ENTRIES PROVIDED

== Segment start ==

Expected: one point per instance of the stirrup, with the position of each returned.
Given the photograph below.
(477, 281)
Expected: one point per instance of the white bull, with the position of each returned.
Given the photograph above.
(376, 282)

== Segment end ==

ASSIGNED TASK
What this task asks for is an exact copy of the material above.

ANSWER TO THIS TASK
Expected: one point per instance of the stirrup, with the position of each returned.
Given the photograph below.
(477, 281)
Expected: one point per instance of the white bull, with the position of each returned.
Given the photograph above.
(376, 282)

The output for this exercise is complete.